**** TEXT FOR ANALYSIS ****

Strategies for Collaborating With Other Health Care Firms to Expand Production and Secure the Supply Chain
Stabilizing core business operations and managing risk should be key priorities at this stage of your company’s response to COVID-19. On Sunday, March 29, the Federal Trade Commission and United States Department of Justice issued a joint statement to ease the challenges ahead by confirming that they will take exigent circumstances into account in evaluating joint efforts to facilitate production and distribution of personal protective equipment (PPE), medical supplies, and healthcare.
While not a blank check to coordinate with competitors, the joint statement suggests that the antitrust agencies are unlikely to challenge joint conduct that ordinarily may have been more closely scrutinized by regulators as long as the joint effort (1) is “limited in duration and necessary to assist patients, consumers, and communities affected by COVID-19 and its aftermath” and (2) does not restrain competition by increasing reimbursement rates, lowering wages or otherwise negatively impacting employee benefits and freedom of movement, restricting service levels, or excluding competitors. This increased flexibility opens the door to a number of viable strategies to help the industry get out ahead of COVID-19:
Facilitating the acquisition and shipment of medical supplies by integrating procurement groups and coordinating supply chains
Expanding capacity by contributing component parts, know-how, staff, technology, and other resources to produce medical devices and other healthcare resources jointly
Managing staffing shortages by temporarily integrating back-office support services and facility caregivers through secondments or the coordination of schedules
Robust information sharing with respect to operational challenges created by COVID-19, including discussions about solutions, best practices, and data sharing necessary to ensure continuity of distribution and services
Coordinated lobbying at each level of government to obtain subsidies, competitive advantages, regulatory concessions, and immunities
The time is now for companies to identify creative solutions, and the industry is answering the call. For example, Project Airbridge — a collaboration between McKesson, Cardinal Health, UPS, Federal Express, and others designed to facilitate international shipments of PPE and other medical supplies into the United States — was announced over the weekend. The Healthcare District Alliance applauded the effort with the following statement from its new CEO Chip Davis: “Project Airbridge’ demonstrates how the nation’s healthcare distributors are going above and beyond to protect the global healthcare supply chain in the face of the unprecedented challenges presented by COVID-19. Distributors are working each day to ensure that pharmacies, hospitals and healthcare providers have access to the medicines and medical supplies that our communities need.”
Yesterday, Fresnius Medical Care North America announced that it had partnered with DaVita and other dialysis providers to expand the number of isolation units nationwide. In addition to space considerations, expanding isolation unit capacity will require ensuring that there are sufficient numbers of nurses, social workers, dieticians, care technicians, and available space to treat all dialysis patients including those who are suffering from COVID-19. Fresnius explained that “This collaboration will help safeguard caregivers, conserve personal protective equipment and other important supplies, and create an environment that provides excess capacity for providers that may be overwhelmed by larger COVID-19 clusters.”
Whether a particular collaboration is likely to generate antitrust scrutiny will depend on whether the collaboration is narrowly tailored to achieve the procompetitive outcome, the compliance measures implemented by the parties, and other relevant factors. Importantly, if the parties are generally aligned on commercial terms, getting up and running does not need to be complicated. Documenting the scope of the joint activities and compliance measures can take the form of an agreement or charter and should not delay the initiative. Moreover, for short-term collaborations, creating new entities and management structures generally may not be necessary.
But remember that stretched supply lines and the resulting pressure to meet internal supply needs create opportunities for fraud and corrupt practices by third-party opportunists. Further, do not assume that agency statements and emergency authorizations will insulate you from scrutiny after the crisis has ended. Regulatory guidance from federal and state agencies with health care jurisdiction is qualified, continually evolving, and sometimes conflicting. Our experience with past disasters unfortunately also teaches us that regulators, government investigators, and plaintiff lawyers will often second guess good faith efforts to protect patients.

**** INFORMATION PROVIDED ****

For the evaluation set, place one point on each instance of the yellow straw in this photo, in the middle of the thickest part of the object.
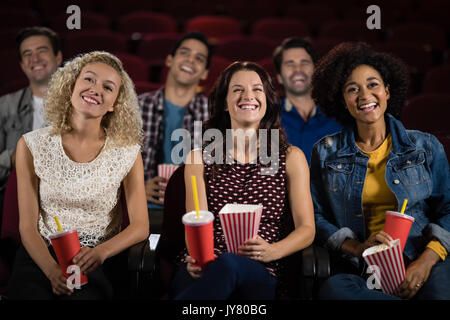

****

§ YOUR ASSIGNMENT
Please reproduce, word for word, the portion of the health care collaboration article above between "Strategies for Collaborating" and "supplies, and healthcare.", inclusive.

§ COMPLETED EXERCISE
Strategies for Collaborating With Other Health Care Firms to Expand Production and Secure the Supply Chain
Stabilizing core business operations and managing risk should be key priorities at this stage of your company’s response to COVID-19. On Sunday, March 29, the Federal Trade Commission and United States Department of Justice issued a joint statement to ease the challenges ahead by confirming that they will take exigent circumstances into account in evaluating joint efforts to facilitate production and distribution of personal protective equipment (PPE), medical supplies, and healthcare.